▸ PROBLEM STATEMENT
Every entry below should be printed exactly.

****************

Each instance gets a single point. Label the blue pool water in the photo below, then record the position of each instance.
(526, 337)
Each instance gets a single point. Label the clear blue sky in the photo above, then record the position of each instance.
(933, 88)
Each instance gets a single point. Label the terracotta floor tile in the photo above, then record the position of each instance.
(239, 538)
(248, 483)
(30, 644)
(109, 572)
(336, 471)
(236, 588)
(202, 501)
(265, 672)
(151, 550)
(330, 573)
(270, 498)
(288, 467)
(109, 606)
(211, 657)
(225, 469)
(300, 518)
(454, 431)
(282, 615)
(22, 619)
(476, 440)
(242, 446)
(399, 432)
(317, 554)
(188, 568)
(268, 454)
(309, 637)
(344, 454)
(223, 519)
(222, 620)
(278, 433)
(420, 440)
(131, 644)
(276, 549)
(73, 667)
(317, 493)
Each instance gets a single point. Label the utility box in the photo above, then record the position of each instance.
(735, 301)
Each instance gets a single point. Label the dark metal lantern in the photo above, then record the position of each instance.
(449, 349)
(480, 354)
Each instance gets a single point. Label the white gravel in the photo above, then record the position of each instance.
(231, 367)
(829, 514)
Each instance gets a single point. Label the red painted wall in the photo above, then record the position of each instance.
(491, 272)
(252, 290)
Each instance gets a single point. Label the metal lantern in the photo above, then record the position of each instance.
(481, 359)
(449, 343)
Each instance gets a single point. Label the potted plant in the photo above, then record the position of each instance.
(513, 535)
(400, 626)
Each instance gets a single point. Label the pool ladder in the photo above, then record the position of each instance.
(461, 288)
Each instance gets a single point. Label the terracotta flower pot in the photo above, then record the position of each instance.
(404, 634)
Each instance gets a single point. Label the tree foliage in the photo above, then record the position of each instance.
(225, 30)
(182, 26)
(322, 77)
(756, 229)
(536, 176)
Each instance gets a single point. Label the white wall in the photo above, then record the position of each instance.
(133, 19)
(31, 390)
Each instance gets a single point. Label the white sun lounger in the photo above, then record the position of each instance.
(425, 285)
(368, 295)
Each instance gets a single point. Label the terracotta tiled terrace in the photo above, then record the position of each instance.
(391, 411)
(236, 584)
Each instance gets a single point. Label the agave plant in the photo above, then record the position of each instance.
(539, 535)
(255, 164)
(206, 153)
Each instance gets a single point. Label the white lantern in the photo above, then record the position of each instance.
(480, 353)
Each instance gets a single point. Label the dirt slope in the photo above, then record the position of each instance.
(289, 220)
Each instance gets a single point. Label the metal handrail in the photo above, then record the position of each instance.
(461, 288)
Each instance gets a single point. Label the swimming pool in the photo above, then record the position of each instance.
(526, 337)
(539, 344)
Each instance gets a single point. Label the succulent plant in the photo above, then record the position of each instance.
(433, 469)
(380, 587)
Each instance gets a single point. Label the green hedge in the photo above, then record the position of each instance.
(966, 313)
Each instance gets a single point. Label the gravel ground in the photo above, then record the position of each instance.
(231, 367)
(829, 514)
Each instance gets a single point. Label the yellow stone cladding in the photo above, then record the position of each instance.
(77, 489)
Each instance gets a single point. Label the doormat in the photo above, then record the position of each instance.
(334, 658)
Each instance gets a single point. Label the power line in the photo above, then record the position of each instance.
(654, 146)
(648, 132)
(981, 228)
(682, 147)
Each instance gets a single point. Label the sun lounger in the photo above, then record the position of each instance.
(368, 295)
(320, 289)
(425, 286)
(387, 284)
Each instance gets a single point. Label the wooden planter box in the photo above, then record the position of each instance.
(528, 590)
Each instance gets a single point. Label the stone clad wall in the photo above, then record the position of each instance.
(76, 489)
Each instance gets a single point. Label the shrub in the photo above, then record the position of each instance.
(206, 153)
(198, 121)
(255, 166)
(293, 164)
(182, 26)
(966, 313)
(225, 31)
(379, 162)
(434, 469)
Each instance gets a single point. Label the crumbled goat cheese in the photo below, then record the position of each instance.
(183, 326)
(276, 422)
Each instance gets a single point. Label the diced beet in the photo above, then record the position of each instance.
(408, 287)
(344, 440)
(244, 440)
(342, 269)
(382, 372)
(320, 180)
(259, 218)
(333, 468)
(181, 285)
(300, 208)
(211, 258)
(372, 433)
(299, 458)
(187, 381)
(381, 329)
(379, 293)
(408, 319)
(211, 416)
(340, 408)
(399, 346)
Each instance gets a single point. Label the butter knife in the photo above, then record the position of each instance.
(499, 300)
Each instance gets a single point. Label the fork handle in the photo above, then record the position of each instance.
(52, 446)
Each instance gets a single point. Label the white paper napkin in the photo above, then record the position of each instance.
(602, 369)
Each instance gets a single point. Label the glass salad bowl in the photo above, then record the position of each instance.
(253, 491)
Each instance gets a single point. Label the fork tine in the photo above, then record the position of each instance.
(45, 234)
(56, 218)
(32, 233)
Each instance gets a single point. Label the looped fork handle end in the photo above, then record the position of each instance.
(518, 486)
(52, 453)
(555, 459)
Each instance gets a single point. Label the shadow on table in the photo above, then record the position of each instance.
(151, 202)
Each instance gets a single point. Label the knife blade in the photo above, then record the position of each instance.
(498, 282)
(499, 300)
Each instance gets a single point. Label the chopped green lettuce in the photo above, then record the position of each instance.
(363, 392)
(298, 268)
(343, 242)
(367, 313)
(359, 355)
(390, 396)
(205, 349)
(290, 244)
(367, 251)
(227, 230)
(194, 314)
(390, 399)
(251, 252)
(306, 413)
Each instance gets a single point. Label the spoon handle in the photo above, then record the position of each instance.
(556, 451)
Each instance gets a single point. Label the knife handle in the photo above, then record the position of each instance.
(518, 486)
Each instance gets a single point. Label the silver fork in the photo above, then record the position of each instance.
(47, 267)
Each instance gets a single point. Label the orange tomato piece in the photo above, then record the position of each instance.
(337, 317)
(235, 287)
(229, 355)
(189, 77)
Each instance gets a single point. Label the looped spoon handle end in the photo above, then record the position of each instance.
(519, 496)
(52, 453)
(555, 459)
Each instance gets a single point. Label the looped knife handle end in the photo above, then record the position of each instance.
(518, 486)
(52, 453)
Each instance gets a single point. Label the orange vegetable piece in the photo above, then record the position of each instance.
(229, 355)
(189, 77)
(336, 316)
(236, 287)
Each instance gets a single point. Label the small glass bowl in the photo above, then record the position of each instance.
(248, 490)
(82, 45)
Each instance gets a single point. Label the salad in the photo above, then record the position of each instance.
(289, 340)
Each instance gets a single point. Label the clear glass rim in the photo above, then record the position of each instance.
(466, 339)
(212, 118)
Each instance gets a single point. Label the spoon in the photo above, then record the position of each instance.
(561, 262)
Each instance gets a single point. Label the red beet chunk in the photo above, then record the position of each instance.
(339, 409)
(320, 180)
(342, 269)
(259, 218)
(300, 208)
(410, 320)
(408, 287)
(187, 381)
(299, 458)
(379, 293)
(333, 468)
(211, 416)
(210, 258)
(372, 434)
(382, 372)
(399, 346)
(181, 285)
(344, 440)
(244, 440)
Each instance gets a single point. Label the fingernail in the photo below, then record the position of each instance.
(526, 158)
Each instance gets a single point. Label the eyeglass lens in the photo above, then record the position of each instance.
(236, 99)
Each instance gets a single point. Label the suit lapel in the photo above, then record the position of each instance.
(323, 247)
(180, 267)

****************

▸ ANSWER
Each instance gets a single point. Label the blue pool water in the photo below, then record the position of each instance.
(526, 337)
Each instance gets a single point. Label the clear blue sky in the photo above, then record the position of each instance.
(933, 88)
Each instance gets a single point. Label the terracotta floor tile in the photo above, then record the position of each instance.
(239, 538)
(248, 483)
(30, 644)
(109, 572)
(336, 471)
(236, 588)
(202, 501)
(265, 672)
(151, 550)
(330, 573)
(270, 498)
(288, 467)
(109, 606)
(211, 657)
(225, 469)
(300, 518)
(454, 431)
(282, 615)
(22, 619)
(476, 440)
(242, 446)
(399, 432)
(317, 554)
(188, 568)
(268, 454)
(309, 637)
(344, 454)
(223, 519)
(222, 620)
(278, 433)
(420, 440)
(131, 644)
(276, 549)
(73, 667)
(317, 493)
Each instance gets a single point. Label the utility box in the photo above, then record the position of each instance.
(735, 301)
Each instance gets a single point. Label the dark metal lantern in the photo above, then record the position of each instance.
(449, 349)
(480, 354)
Each instance gets a single point. Label the white gravel in the photo above, then record the position of each instance.
(231, 367)
(829, 514)
Each instance gets a single point. Label the red painted wall in the photo above, then record the position of each instance.
(491, 272)
(252, 290)
Each instance gets a single point. Label the metal lantern in the photo above, then record the position of each instance.
(481, 359)
(449, 343)
Each instance gets a single point. Label the potted plant in the photo above, then record the position of each instance.
(513, 535)
(400, 626)
Each instance gets a single point. Label the pool ladder in the photo above, then record the position of each instance.
(461, 288)
Each instance gets a single point. Label the terracotta flower pot in the photo above, then record the position of each instance.
(404, 634)
Each instance gets a single point. Label the tree foliage in the photo above, then record the position of each instance.
(225, 30)
(182, 26)
(322, 77)
(756, 229)
(536, 176)
Each instance gets a single point. Label the white wall in the photo above, then record the position of each instance.
(133, 19)
(31, 390)
Each instance gets a single point. Label the white sun lounger in the photo above, then record the position of each instance.
(425, 285)
(368, 295)
Each instance gets a single point. Label the terracotta tiled terrace in the photo above, then record the position of each instance.
(391, 411)
(236, 584)
Each instance gets a single point. Label the agave plant in the photo above, then record the position of each instance.
(539, 535)
(255, 164)
(206, 153)
Each instance gets a single point. Label the white lantern in the photo above, then record the position of each instance.
(480, 353)
Each instance gets a single point. Label the dirt slope in the photo above, then record the position of each instance.
(289, 220)
Each instance gets a single point. Label the metal handrail in the photo above, then record the position of each instance.
(461, 288)
Each instance gets a single point. Label the swimming pool in the photo above, then record the position of each instance.
(526, 337)
(539, 344)
Each instance gets a single point. Label the succulent plant in the photo above, then record the position of each instance.
(433, 469)
(380, 587)
Each instance gets a single point. Label the green hedge in the photo above, then record the position of each instance.
(966, 313)
Each instance gets a single point. Label the gravel ground in the photo above, then record the position of each instance.
(231, 367)
(829, 514)
Each instance gets a single point. Label the yellow stone cladding in the photo above, then record the position of each instance.
(77, 489)
Each instance gets a single point. Label the doormat in the photo above, then record the position of each instance.
(334, 658)
Each instance gets a single point. Label the power line in the photo above, then record the position of each instance.
(654, 146)
(648, 132)
(981, 228)
(682, 147)
Each instance gets a single point. Label the sun lounger in the photo above, then record the position of each instance.
(368, 295)
(320, 289)
(425, 286)
(387, 284)
Each instance gets a single point. Label the wooden planter box in the photo above, then record the position of each instance.
(528, 590)
Each instance gets a single point. Label the stone clad wall in the photo above, then record the position of each instance.
(76, 489)
Each instance gets a single point. Label the shrub in the photo above, then record the position of each instance.
(206, 153)
(198, 121)
(255, 166)
(293, 164)
(182, 26)
(966, 313)
(225, 31)
(379, 162)
(434, 469)
Each instance gets a single point. Label the crumbled goat cheese in the photo below, then record the position of each instance.
(183, 326)
(276, 422)
Each instance gets a single point. Label the diced beet in the photo above, then record the position of each instance.
(408, 287)
(344, 440)
(244, 440)
(342, 269)
(382, 372)
(320, 180)
(259, 218)
(333, 468)
(181, 285)
(300, 208)
(211, 258)
(372, 433)
(299, 458)
(187, 381)
(381, 329)
(379, 293)
(408, 319)
(211, 416)
(340, 408)
(399, 346)
Each instance gets a single point. Label the butter knife in the photo above, then record the position of each instance.
(499, 300)
Each instance gets a single point. Label the fork handle in the photo above, then record the position of each instance.
(52, 446)
Each instance gets a single point. Label the white paper napkin in the photo above, then record the position of each instance.
(602, 369)
Each instance gets a single point. Label the glass salad bowl in the photo above, then record the position of each instance.
(253, 491)
Each instance gets a single point. Label the fork tine in the photo above, then record the position of each instance.
(45, 234)
(56, 218)
(32, 233)
Each instance gets a single point. Label the looped fork handle end in the photo above, then record the position of each instance.
(518, 486)
(52, 453)
(555, 459)
Each instance gets a single point. Label the shadow on table in the photo above, then record the position of each instance.
(151, 202)
Each instance gets a single point. Label the knife blade in the photo above, then record the position of each instance.
(498, 282)
(499, 300)
Each instance gets a single point. Label the chopped green lettuce in the photo above, then record the position of each instance.
(363, 392)
(298, 268)
(343, 242)
(367, 313)
(359, 355)
(390, 396)
(205, 349)
(290, 244)
(367, 251)
(227, 230)
(194, 314)
(390, 399)
(251, 252)
(306, 413)
Each instance gets a single point. Label the spoon handle in the photo above, then record the position of each instance.
(556, 451)
Each instance gets a single point. Label the knife handle in the photo above, then record the position of each instance.
(518, 486)
Each instance gets a single point. Label the silver fork in the photo above, then record the position of each instance.
(47, 267)
Each instance gets a single point. Label the orange tomato piece in the photo above, then record the position of each instance.
(337, 317)
(235, 287)
(229, 355)
(189, 77)
Each instance gets a single point. Label the looped spoon handle end in the photo above, then record the position of each instance.
(519, 496)
(52, 453)
(555, 459)
Each instance gets a single point. Label the looped knife handle end in the photo above, then record the position of each instance.
(518, 486)
(52, 453)
Each instance gets a single point. Label the orange vegetable piece in the photo above, then record the position of each instance.
(229, 355)
(189, 77)
(336, 316)
(236, 287)
Each instance gets a single point. Label the small glass bowl in the photo above, then record the position of each instance.
(248, 490)
(82, 45)
Each instance gets a single point. Label the salad in the photo above, then record the position of each instance.
(289, 340)
Each instance gets a single point. Label the clear glass rim in the photo above, then record the position of each instance.
(466, 339)
(212, 118)
Each instance gets a single point. Label the spoon in the photo above, then record the position of each instance.
(561, 262)
Each instance gets a single point. Label the red beet chunk in the photo above, then record the position of each instance.
(339, 409)
(320, 180)
(342, 269)
(259, 218)
(300, 208)
(410, 320)
(408, 287)
(187, 381)
(299, 458)
(379, 293)
(333, 468)
(211, 416)
(210, 258)
(372, 434)
(382, 372)
(399, 346)
(181, 285)
(344, 440)
(244, 440)
Each instance gets a single point. Label the fingernail in the photo below, then record the position of each instance.
(526, 158)
Each instance gets a single point. Label the eyeglass lens in the photo above, then record the position of each instance.
(236, 99)
Each instance gets a single point. Label the suit lapel in the photo above, then record the position of each instance.
(323, 247)
(180, 267)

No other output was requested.